What you are asked to do => Through the line that contains "[locate] decorative iron", return the data below exactly, starting at its first line; leave the rest out.

Provided data =>
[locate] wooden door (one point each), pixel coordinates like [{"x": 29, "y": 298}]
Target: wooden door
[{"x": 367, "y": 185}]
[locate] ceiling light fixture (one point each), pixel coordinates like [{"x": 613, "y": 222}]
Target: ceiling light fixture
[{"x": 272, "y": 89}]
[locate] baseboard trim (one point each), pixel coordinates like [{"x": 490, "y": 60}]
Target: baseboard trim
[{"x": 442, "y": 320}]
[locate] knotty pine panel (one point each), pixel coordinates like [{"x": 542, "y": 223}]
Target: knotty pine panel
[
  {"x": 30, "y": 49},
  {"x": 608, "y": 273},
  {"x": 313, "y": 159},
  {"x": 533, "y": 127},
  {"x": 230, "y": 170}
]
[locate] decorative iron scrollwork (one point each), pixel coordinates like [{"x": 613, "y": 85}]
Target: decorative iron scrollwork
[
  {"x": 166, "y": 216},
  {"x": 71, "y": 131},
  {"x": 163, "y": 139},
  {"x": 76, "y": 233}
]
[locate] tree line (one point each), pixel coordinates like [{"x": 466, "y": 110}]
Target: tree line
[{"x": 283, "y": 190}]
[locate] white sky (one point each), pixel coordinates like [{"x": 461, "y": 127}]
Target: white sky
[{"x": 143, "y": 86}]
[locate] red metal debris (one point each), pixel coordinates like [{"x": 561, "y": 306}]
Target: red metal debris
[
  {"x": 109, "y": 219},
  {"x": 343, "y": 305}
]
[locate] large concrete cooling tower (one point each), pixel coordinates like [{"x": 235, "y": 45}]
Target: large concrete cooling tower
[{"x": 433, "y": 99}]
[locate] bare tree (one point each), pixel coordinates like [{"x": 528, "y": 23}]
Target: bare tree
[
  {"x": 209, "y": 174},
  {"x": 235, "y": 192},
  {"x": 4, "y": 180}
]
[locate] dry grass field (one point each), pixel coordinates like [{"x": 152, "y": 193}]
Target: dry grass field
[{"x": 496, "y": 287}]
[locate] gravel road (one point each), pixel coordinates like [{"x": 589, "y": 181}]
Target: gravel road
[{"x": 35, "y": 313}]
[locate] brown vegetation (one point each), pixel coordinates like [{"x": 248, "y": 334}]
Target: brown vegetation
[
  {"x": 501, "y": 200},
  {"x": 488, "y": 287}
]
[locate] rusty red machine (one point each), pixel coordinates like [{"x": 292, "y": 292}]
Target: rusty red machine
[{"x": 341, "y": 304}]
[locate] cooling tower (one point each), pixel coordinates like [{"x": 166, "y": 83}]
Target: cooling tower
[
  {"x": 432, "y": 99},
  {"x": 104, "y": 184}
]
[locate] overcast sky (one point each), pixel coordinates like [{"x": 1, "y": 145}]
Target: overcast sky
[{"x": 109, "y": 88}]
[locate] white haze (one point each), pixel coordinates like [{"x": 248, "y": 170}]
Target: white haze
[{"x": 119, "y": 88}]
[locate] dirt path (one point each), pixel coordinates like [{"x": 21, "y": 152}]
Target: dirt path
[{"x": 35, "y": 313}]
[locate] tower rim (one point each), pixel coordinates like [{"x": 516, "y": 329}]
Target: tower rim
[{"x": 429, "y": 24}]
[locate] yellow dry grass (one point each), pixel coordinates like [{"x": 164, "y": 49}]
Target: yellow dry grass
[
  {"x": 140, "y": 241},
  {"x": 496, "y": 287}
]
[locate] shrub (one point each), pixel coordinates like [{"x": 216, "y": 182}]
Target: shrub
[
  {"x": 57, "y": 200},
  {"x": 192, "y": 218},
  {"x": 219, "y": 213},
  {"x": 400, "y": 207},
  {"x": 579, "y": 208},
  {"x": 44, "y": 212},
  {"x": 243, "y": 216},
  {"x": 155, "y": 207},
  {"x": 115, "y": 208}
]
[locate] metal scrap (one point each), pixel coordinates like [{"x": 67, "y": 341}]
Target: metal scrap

Exercise response =>
[locate] wooden door (one point each), pixel coordinates like [{"x": 29, "y": 298}]
Target: wooden door
[{"x": 367, "y": 185}]
[locate] ceiling light fixture (one point each), pixel coordinates like [{"x": 613, "y": 222}]
Target: ceiling light fixture
[{"x": 272, "y": 89}]
[locate] baseboard trim (one point each), pixel coordinates like [{"x": 490, "y": 60}]
Target: baseboard trim
[{"x": 442, "y": 320}]
[locate] knotty pine panel (one point each), pixel coordinates like [{"x": 542, "y": 223}]
Target: knotty pine panel
[
  {"x": 30, "y": 49},
  {"x": 608, "y": 273},
  {"x": 313, "y": 159},
  {"x": 533, "y": 127},
  {"x": 230, "y": 170}
]
[locate] decorative iron scrollwork (one point each), pixel coordinates like [{"x": 613, "y": 85}]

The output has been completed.